*Source records*
>> Start

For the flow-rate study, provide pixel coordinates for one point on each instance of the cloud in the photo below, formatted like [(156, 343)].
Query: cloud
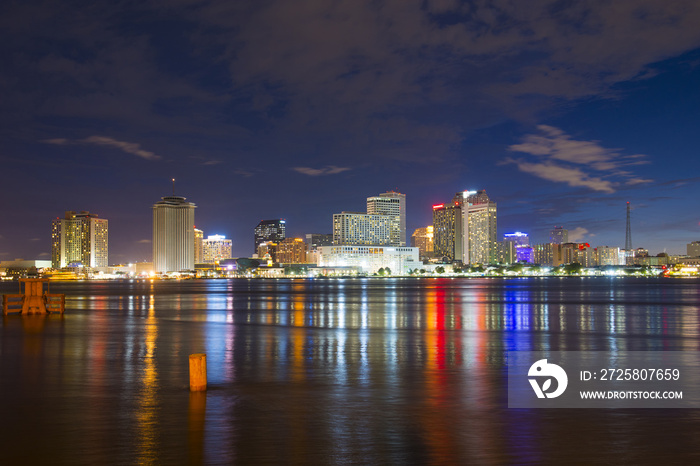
[(328, 170), (128, 147), (578, 234), (556, 156)]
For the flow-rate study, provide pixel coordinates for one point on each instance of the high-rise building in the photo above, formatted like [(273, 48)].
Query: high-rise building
[(422, 239), (270, 230), (479, 230), (693, 249), (291, 251), (393, 204), (356, 228), (198, 246), (173, 235), (558, 235), (215, 249), (79, 238), (447, 232)]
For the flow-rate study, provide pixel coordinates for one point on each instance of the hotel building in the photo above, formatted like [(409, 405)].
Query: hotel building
[(79, 238), (173, 235)]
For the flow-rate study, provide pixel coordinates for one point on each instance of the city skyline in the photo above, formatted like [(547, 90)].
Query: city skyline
[(563, 112)]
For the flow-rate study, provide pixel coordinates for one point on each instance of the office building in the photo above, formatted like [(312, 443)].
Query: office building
[(479, 228), (356, 228), (447, 232), (693, 249), (394, 205), (370, 258), (291, 251), (198, 246), (79, 238), (173, 235), (610, 256), (422, 239), (558, 235), (215, 249), (270, 230)]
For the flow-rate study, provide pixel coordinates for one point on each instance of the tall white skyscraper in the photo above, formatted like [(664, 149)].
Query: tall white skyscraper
[(173, 234), (393, 204), (79, 238)]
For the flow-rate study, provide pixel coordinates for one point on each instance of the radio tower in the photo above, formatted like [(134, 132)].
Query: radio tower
[(628, 233)]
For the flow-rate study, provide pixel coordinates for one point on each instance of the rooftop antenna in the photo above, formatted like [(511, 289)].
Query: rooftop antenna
[(628, 233)]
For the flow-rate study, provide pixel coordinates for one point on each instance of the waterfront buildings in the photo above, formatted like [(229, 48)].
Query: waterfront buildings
[(215, 249), (270, 230), (558, 235), (198, 246), (392, 204), (465, 230), (693, 249), (173, 235), (356, 228), (422, 239), (447, 232), (370, 258), (79, 238), (291, 251)]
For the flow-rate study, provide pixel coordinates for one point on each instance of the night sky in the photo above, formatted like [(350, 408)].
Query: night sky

>> End

*What needs to be done*
Rescale the records above from the line with "like [(409, 405)]." to the line with "238), (291, 251)]", both included, and output only those lines. Copy each line in full, multiply every coordinate in the answers by 2.25, round to whole numbers with halves going up, and leave all other numbers as they are.

*Complete response*
For the flow-rate study, provide pixel coordinates for one point on each instance of the hotel building in the photo above, formatted like [(409, 405)].
Query: hotel building
[(178, 536), (389, 529)]
For the flow-rate study, provide pixel coordinates for one point on each instance of the city skyline in the photo above, formatted like [(547, 90)].
Query: city skyline
[(1267, 252)]
For the flow-rate study, provide pixel coordinates for one point on each instance of the office building in the photo above, formatted like [(312, 443)].
Query: office building
[(1078, 513), (801, 513), (1006, 522), (1559, 560), (887, 461), (833, 581), (655, 565), (446, 554), (178, 536), (389, 529), (1373, 576), (950, 538), (1256, 529), (484, 560), (608, 518)]
For the flow-rate study, provide pixel coordinates for one point on each instance of the tall white skyscraper in the photo above, formatted like [(664, 149)].
Query: tall white skyscraper
[(389, 527), (884, 459), (178, 536)]
For the flow-rate study, provide pixel coordinates for one point on each instance of the radio tower in the photo above, formatted like [(134, 132)].
Query: radio tower
[(1413, 524)]
For the flow-rate study, provide pixel coordinates for one point on each instance of the rooftop antenna in the photo above, formatted like [(511, 289)].
Query: rooftop antenna
[(1413, 524)]
For the flow-rate study, provide pixel coordinates for one point on each instance of the waterfront buildings in the photo above, formatted like [(229, 48)].
Query: waterfront buildings
[(484, 560), (608, 518), (1256, 529), (446, 554), (882, 459), (1046, 518), (1559, 560), (389, 529), (801, 513), (950, 538), (1006, 522), (833, 581), (178, 536), (655, 565)]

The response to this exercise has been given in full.